What to do -
1. Answer these from the Hades Canyon kernel post, one line each:
(a) Which kernel version is the poster currently running without issue?
(b) Which kernel parameter did the poster try adding?
(c) Which command enters the mounted system from the installer?
2. List every kernel version that the Hades Canyon kernel post names as causing the issue.
3. Carry on the Hades Canyon kernel post from the point where it stops.

Text section -
■ ■ ■
You are not logged in.
Hello,
I use an Intel Hades Canyon NUC (NUC8i7HNK) on a daily basis and with recent kernels I can't get past POST.
After successful POST, the monitor(s) go black and peripheral lighting turns off. The device does not accept any input. The following kernel versions have caused the issue:
- 5.18.15-arch1-2
- 5.18.16
- 5.19
I'm currently on 5.18.14 which is working without issue. [update confirming that 5.18.15-arch1-1 also works] Some general specifications of my system are:
- CPU = Intel i7-8705G
- GPU = AMD ATI Radeon RX Vega M GL (amdgpu driver)
- GPU = Intel HD Graphics 630 (only for optional hardware acceleration)
Things I have tried include:
- Flashing the BIOS
- Adding the spectre_v2=off kernel parameter
I thought I would post this in case anyone runs into this issue. The way to recover the system is by mounting the broken system from inside the Arch USB installer:
mount /dev/<home_partition> /mnt
mount /dev/<boot_partition> /mnt/boot
mount -t proc proc /mnt/proc
mount -t sysfs sys /mnt/sys
mount -o bind /dev /mnt/dev
where
/dev/<{home,boot}_partition>
are the respective partition names on the hard drive. For me they were /dev/nvme0n1p1 and /dev/nvme0n1p3 but this will depend on your system. Then, enter the system with
chroot /mnt
Finally, roll back the kernel by installing the good version from pacman cache, like
pacman -U /var/cache/pacman/pkg/linux-<version>.pkg.tar.zst
Last edited by adigitoleo (2022-09-03 08:35:03)
■ ■ ■
Records provided -
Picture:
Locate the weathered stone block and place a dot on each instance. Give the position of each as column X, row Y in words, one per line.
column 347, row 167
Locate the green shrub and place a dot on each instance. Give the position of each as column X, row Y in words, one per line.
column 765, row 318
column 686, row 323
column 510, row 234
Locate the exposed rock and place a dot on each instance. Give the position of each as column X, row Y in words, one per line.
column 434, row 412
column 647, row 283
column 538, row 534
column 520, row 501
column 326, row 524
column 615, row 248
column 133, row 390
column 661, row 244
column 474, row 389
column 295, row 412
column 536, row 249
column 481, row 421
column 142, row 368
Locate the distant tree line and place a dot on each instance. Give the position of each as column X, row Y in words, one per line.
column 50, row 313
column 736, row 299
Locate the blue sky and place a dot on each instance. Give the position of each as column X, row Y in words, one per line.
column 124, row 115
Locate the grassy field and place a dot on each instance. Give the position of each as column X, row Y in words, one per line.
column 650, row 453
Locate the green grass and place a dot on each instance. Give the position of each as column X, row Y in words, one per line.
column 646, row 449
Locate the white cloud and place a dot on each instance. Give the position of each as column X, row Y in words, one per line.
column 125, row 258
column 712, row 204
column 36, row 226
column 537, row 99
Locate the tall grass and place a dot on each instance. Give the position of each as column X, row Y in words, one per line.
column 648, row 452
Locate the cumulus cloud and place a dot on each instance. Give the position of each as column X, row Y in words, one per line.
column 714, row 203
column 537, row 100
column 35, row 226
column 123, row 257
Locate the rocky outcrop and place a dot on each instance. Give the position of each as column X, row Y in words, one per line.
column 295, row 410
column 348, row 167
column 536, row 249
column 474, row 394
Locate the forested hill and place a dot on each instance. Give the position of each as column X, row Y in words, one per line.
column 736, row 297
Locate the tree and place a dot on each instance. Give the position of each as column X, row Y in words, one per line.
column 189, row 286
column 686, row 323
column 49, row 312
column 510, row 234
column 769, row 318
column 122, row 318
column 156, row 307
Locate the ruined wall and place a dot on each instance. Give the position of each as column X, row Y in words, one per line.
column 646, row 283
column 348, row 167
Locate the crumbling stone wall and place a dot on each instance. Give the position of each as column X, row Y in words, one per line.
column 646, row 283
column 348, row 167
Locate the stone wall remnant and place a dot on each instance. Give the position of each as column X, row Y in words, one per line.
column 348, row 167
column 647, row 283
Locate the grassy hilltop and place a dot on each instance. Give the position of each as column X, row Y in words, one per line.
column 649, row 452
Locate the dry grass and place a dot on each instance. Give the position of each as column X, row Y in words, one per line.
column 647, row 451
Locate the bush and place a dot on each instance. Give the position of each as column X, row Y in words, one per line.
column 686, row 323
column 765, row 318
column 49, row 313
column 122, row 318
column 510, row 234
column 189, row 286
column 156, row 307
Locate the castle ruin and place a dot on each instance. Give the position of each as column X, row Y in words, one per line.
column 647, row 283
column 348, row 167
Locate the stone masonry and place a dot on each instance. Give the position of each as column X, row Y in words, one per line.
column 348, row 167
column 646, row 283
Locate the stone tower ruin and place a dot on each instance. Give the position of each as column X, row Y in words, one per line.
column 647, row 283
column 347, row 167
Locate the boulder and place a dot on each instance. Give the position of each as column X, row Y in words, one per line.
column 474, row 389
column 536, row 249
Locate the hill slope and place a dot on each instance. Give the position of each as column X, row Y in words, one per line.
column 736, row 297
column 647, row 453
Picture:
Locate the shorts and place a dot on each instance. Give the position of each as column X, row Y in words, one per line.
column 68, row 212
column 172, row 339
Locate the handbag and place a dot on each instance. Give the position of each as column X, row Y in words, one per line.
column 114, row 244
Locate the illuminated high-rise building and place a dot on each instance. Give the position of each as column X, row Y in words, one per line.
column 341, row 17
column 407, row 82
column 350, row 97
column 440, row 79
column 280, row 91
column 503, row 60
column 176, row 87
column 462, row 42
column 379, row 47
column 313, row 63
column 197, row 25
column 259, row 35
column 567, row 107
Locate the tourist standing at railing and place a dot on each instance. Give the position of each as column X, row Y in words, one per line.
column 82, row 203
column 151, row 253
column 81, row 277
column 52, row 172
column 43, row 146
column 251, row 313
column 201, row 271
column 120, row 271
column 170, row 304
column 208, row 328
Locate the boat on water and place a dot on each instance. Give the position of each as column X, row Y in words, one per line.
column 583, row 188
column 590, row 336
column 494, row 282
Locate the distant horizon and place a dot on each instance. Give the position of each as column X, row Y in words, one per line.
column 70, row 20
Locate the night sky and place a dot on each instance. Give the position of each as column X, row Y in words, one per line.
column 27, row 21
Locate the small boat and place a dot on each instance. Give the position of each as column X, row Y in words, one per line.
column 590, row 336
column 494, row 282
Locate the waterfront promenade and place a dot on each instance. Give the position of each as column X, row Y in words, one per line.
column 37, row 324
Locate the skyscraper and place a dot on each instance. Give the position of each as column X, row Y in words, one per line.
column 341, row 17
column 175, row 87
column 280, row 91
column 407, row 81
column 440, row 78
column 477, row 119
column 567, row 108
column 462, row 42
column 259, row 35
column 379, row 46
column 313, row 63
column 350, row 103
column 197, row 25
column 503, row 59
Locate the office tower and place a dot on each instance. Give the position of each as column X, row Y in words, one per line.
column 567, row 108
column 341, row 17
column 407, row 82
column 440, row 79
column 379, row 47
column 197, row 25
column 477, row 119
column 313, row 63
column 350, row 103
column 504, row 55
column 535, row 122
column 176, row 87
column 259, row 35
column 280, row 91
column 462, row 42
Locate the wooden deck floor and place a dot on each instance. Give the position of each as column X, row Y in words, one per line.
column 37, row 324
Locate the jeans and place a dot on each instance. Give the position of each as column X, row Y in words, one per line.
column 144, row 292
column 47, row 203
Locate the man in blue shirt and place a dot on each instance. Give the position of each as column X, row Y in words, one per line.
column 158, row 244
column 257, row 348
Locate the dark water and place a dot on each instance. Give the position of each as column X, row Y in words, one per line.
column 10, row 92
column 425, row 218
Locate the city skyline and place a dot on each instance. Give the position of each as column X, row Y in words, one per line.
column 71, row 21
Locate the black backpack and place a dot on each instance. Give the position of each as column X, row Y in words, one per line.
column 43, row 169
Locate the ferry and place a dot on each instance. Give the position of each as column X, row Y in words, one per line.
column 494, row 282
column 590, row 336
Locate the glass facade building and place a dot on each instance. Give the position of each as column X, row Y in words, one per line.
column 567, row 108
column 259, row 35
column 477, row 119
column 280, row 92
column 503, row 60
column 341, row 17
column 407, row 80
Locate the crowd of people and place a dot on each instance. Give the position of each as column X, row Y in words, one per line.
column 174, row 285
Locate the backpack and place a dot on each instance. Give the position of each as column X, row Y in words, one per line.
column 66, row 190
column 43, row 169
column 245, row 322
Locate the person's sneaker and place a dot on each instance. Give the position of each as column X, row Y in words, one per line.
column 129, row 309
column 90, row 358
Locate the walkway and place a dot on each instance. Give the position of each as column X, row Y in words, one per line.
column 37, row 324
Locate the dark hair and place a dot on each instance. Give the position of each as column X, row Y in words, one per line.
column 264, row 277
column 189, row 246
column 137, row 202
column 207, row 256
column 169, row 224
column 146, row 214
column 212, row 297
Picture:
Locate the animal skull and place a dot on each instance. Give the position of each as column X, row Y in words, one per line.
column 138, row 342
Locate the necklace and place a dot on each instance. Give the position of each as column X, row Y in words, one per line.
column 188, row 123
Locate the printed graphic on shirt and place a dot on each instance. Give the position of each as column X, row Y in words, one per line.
■ ■ ■
Answers to each task -
1.
(a) 5.18.14
(b) spectre_v2=off
(c) chroot /mnt

2.
- 5.18.15-arch1-2
- 5.18.16
- 5.19

3.
Offline
Can you post full journalctl log from failed boot (like journalctl -b-n, where n=1 or 2 or more)? I'm sure you should have it, but you have to find which was it. You should see this by not clean shutdown, unless root partition fail to mount when you updated to this newer kernel and logs were not written.
Offline
Can you post full journalctl log from failed boot (like journalctl -b-n, where n=1 or 2 or more)? I'm sure you should have it, but you have to find which was it. You should see this by not clean shutdown, unless root partition fail to mount when you updated to this newer kernel and logs were not written.
Unfortunately, there is no journal entry, it seems the boot fails quite early. Or perhaps the partitions failed to mount as you said.
Offline
Does linux 5.19 currently in testing also fail to boot? Arch_Linux_Archive#How_to_downgrade_one_package
# pacman -U https://archive.archlinux.org/packages/l/linux/linux-5.19.arch1-1-x86_64.pkg.tar.zst.sig
Edit:
It it is still present in 5.19 can you try the kernel from https://bbs.archlinux.org/viewtopic.php … 7#p2048677
Last edited by loqs (2022-08-06 23:53:34)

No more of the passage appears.